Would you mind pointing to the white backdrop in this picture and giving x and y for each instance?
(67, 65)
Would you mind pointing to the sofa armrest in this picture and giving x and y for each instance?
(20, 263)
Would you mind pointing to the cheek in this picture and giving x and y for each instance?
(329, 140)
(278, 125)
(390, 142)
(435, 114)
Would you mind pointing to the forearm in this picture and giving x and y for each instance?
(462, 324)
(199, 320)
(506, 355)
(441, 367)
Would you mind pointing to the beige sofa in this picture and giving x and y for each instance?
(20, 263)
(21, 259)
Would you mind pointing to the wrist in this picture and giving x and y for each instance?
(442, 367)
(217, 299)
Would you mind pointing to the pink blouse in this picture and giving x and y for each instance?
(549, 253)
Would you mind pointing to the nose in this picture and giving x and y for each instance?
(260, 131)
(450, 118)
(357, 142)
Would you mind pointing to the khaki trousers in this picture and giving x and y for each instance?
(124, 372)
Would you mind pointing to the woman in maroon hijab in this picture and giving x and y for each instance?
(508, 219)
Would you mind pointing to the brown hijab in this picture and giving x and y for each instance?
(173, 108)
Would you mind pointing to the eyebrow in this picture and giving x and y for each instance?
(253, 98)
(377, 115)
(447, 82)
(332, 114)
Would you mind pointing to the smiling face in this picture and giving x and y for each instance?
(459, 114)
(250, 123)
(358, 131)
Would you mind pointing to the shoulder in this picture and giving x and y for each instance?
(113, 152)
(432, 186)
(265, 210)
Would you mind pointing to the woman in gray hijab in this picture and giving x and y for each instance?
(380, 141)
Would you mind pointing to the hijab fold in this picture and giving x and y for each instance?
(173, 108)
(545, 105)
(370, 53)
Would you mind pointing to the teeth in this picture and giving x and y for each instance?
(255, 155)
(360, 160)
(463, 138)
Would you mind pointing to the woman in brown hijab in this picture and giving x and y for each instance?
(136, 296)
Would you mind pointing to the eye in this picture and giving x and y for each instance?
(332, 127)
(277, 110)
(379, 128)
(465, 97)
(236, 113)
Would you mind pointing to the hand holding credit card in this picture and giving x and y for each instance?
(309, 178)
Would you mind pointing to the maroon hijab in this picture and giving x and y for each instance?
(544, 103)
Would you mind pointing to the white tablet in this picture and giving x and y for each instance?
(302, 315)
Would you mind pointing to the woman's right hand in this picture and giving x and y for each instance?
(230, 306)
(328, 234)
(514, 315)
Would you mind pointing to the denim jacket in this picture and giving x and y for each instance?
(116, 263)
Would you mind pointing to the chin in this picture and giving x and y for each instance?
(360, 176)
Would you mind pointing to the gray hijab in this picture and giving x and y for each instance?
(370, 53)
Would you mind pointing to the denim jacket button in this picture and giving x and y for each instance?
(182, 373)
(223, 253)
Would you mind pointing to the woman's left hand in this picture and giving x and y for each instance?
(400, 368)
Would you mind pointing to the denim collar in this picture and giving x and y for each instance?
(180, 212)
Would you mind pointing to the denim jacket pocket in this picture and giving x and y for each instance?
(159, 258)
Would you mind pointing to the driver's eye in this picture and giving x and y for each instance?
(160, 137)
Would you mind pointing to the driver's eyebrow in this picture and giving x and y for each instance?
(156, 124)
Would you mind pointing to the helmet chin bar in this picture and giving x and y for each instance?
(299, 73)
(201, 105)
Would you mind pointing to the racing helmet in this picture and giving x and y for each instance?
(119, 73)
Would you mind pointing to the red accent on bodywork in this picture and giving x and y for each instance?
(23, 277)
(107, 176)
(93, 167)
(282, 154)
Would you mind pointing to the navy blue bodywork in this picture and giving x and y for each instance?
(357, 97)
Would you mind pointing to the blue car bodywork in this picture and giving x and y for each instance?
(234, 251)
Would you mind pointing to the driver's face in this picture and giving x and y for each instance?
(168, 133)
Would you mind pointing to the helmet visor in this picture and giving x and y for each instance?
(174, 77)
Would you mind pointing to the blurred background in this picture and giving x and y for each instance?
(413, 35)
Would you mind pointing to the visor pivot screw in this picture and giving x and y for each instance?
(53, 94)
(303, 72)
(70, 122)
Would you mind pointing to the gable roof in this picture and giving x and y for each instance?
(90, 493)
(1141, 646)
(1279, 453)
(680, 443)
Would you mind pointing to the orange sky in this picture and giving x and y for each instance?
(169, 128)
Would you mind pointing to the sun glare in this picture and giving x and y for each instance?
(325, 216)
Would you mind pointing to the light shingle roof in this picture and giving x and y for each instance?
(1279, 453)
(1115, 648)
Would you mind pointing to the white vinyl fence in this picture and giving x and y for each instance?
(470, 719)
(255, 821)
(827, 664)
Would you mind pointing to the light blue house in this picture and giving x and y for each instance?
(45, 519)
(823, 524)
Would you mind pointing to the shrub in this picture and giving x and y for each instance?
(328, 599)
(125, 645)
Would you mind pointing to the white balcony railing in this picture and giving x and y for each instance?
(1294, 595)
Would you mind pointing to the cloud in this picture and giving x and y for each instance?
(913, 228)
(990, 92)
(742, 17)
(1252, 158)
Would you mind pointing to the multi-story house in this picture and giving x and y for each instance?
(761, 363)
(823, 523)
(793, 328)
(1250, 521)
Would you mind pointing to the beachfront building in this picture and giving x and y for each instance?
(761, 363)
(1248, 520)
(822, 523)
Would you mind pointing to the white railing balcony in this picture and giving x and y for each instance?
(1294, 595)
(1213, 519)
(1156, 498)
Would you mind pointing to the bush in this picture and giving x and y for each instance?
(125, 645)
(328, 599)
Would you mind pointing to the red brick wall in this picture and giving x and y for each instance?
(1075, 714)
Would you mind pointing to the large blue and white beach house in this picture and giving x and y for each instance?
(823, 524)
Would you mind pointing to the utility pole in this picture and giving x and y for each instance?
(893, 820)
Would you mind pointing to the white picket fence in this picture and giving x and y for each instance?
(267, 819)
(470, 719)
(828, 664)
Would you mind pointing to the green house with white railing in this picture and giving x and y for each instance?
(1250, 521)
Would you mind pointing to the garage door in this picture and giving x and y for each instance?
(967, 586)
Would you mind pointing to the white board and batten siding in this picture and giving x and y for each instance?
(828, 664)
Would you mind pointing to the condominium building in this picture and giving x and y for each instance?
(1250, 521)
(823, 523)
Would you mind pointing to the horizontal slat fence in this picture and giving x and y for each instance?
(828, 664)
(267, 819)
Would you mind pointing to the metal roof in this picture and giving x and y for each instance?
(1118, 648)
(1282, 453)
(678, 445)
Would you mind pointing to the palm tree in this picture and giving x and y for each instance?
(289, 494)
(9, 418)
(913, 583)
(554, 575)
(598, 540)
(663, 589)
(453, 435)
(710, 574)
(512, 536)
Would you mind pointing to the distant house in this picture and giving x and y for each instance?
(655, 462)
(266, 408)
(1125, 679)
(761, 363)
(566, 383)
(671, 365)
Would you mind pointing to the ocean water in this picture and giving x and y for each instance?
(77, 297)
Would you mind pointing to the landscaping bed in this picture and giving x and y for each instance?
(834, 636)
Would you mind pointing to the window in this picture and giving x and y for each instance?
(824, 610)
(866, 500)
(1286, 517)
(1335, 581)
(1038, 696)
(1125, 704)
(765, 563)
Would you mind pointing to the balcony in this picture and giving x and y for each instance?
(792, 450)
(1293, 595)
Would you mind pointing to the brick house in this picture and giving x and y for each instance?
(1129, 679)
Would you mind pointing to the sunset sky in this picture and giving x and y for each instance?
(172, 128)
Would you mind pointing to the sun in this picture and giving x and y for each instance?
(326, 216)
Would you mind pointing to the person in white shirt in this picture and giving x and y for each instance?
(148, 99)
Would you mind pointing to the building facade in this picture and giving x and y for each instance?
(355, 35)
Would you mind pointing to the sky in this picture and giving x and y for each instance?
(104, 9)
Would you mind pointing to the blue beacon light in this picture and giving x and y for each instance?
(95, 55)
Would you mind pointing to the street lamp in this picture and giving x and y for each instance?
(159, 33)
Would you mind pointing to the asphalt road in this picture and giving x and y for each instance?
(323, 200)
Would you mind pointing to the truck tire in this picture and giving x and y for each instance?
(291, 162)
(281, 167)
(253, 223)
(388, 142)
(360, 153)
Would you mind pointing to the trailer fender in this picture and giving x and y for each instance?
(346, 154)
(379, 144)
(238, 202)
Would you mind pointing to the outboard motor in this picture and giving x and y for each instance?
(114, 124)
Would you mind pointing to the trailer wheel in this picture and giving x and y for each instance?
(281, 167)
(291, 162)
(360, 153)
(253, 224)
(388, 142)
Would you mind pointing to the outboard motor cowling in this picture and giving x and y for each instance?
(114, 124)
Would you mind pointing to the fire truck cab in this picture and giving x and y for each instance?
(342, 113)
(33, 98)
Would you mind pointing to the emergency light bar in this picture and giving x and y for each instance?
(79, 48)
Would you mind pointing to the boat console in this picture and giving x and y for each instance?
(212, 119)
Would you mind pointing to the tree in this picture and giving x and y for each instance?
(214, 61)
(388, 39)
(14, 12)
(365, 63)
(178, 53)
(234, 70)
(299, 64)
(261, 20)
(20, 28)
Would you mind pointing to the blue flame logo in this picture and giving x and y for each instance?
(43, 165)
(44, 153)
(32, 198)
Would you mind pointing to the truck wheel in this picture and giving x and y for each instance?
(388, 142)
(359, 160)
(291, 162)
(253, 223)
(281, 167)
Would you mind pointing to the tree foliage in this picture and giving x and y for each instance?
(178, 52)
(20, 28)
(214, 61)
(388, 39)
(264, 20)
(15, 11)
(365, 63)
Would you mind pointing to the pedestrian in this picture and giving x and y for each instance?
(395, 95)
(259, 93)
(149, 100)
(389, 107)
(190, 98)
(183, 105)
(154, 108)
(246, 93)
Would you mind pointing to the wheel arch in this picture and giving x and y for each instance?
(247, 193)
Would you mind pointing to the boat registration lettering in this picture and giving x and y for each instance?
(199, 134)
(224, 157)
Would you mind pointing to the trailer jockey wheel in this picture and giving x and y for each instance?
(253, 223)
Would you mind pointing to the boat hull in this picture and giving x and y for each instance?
_ _ _ _
Task description:
Repeat exactly the lines from the one containing "Would you mind pointing to the outboard motor in" through the last line of the records above, both included, and nothing else.

Exercise result:
Would you mind pointing to the outboard motor in this picture and giving x and y for each instance?
(114, 124)
Would you mind pointing to the trailer wheel in this picture and giving x and y for each instance?
(281, 167)
(291, 162)
(360, 153)
(253, 224)
(388, 142)
Would you mind pointing to the outboard motor cowling in this picture and giving x and y for each instance?
(114, 124)
Would you mind pointing to the fire truck cab in this picture and giving x and y for each instance?
(342, 113)
(33, 98)
Would you mind pointing to the emergency light bar in this picture and giving x and y for each instance?
(79, 48)
Would you mind pointing to the boat console in this picture and giving x and y for each instance?
(212, 119)
Would you mind pointing to the tree in this picture and giving x and y for each instance?
(214, 61)
(388, 39)
(14, 12)
(365, 63)
(178, 53)
(234, 70)
(299, 64)
(261, 20)
(20, 28)
Would you mind pointing to the blue flame logo in this picture and giving x and y for each instance?
(43, 165)
(44, 153)
(32, 198)
Would you mind pointing to the truck wheel in this picture and giving x and y for each instance?
(388, 142)
(359, 160)
(291, 162)
(253, 223)
(281, 167)
Would you mind pointing to the tree foliage in this picture and giving x and y for each instance?
(178, 52)
(20, 28)
(214, 61)
(388, 39)
(264, 20)
(15, 11)
(365, 63)
Would you mind pointing to the pedestrian in this picture and giving x and y for each instance?
(395, 95)
(259, 93)
(149, 100)
(389, 107)
(190, 98)
(183, 105)
(154, 108)
(246, 93)
Would you mind pointing to the wheel arch in this picture and giving x and y for each instance?
(247, 193)
Would you mind pointing to the boat registration lettering in this picture and giving x and y for each instance?
(199, 134)
(224, 157)
Would you mind pointing to the trailer jockey wheel in this picture and giving x and y for each instance?
(253, 223)
Would you mind pointing to the boat hull in this picture and giving x and y for each instance?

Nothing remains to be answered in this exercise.